> _WRITTEN EXERCISE A_
In the transcript on employee training, what does Chris Ronzio put at the very top of his framework for training any process or policy?
> _WRITTEN EXERCISE B_
Extend the transcript on employee training beyond its last sentence.

> _QUOTED PASSAGE_
How you can think about detail and there's kind of a framework you can use for any process or policy that you're trying to train. You know, at the very top it's what's the reason for this? What's the purpose? Why am I training you on this? Because then it sets up an expectation the person understands why they're being assigned something like, I used to hate homework in school.

00;07;58;20 - 00;08;16;26

Chris Ronzio

I don't know. But if the teachers said, Here's why we're learning this or here's here's a purpose behind it, it all goes into this bigger vision. Then I felt better about the homework because I feel like I'm working on something for the semester, you know? So you give the context of why am I training you on this? And then there's some other things like what software tools do you need?

00;08;17;07 - 00;08;34;22

Chris Ronzio

Are there certain templates or files you need to reference to do this? What's the frequency that you're going through? This thing? How often is it done? Is it a weekly thing? Is it a daily thing? How long does the thing take? Is it a five minute task? Is it a 20 minute task? Just that framework of explaining what the process is is a really great way to introduce it.

00;08;35;04 - 00;08;43;04

Chris Ronzio

So you get in a habit of describing that at the beginning and then you say, Now here we go. You know, that was the overview, that's the intro paragraph, and now here's how to do it.

00;08;43;07 - 00;09;01;16

Patrick Campbell

If you continue to take this down this path, it's kind of an ironic problem where you start a wiki basically, right? Because then you're like, Oh, here's training on all of these different things. So is there a point? Is there like a sweet spot where you're like, Well, like we don't want to make it just any basic thing, like log into a browser right here.

00;09;01;17 - 00;09;18;29

Patrick Campbell

But we also, you know, we don't want it to be a six week course necessarily unless like, that's really important. If we're hiring, you know, 70 people a week, that kind of a thing. So how do you how do you figure out like what should be a training versus maybe that's a wiki article or you know what, like how do you reconcile that?

00;09;18;29 - 00;09;33;02

Chris Ronzio

So we handle it where you decide whether you want to track completions of a certain thing because some of the things that you're training you do want to sign off that says, yes, they were trained on this, this is the time and date stamp and maybe I even want to train them again every 60 days or every 365 days.

00;09;33;10 - 00;09;55;13

Chris Ronzio

So you and you're creating it. Say, is this something I want to track? If it's not, then it's just reference and it's there. It is awake yet searchable, just like any of those other things. But what's missing from a lot of wiki products is the accountability of did they read this? You know, you can you can have it in the wiki for someone to reference, but you can't track if they've gone through it when it was last updated, when the last time they saw it was.

00;09;56;02 - 00;09;56;27

Chris Ronzio

And that's more training.

00;10;02;02 - 00;10;18;24

Patrick Campbell

Is the accountability aspect because testing is something you can do it right. Is it good to test? Is it like you do just like, hey, you know, do you track how much they read? Like how do you how do you get that accountability? Because because the idea of like, oh, they got to the end and click the button and like, we're trained, it doesn't feel great, right?

> _DATA_
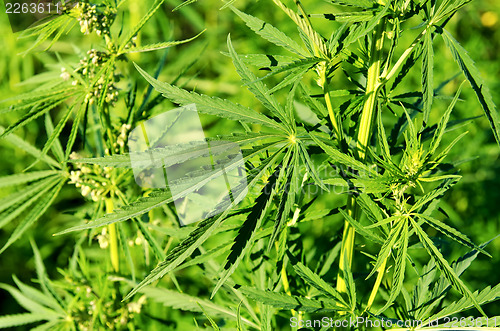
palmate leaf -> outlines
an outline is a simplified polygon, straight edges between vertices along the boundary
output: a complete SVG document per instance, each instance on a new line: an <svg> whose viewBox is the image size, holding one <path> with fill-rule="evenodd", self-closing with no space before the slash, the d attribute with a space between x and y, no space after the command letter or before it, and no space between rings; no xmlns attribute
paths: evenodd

> _REPLY A_
The reason or purpose for the training, meaning why the person is being trained on it.

> _REPLY B_
00;10;18;24 - 00;10;21;09

Patrick Campbell

Like, how do you what's the best way to do accountability, right?

00;10;21;09 - 00;10;44;15

Chris Ronzio

I mean, it's kind of like a paper document that you just scan past the first 20 pages and sign the end of it. You know, you don't want that. So we lay out where every step you have to complete to progress through this step. So it's a little more like a driver training test or something where you've got to go through it and it gives you that extra accountability where if you put something like your handbook or your policies in there, instead of just signing off, in the end you're signing off on every individual policy.

00;10;44;21 - 00;11;01;28

Chris Ronzio

So that helps because someone can put it down and come back to it. Testing is super important though, so particularly for anything that, you know, if if you've got a certain sales strategy or an approach you take with your customers or you've got certain people that are culture fits or value fits and you want to weed that out, then a test is perfect for that.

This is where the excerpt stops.